### Exercise details
The full listing below is to be written out exactly.

.....

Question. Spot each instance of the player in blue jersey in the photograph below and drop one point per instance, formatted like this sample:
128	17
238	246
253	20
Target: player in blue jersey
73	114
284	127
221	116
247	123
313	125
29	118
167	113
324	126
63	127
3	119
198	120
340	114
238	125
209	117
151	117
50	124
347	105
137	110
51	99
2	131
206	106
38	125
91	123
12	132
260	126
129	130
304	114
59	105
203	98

.....

### Your solution
Question. Spot each instance of the player in blue jersey in the photograph below and drop one point per instance, formatted like this sample:
128	17
238	246
253	20
Target: player in blue jersey
73	114
284	127
221	116
247	123
313	125
29	118
167	113
324	126
63	127
3	119
198	120
340	114
238	125
209	117
151	117
50	124
347	105
137	110
51	99
2	131
206	106
38	125
91	123
12	132
260	126
129	130
304	114
59	105
203	98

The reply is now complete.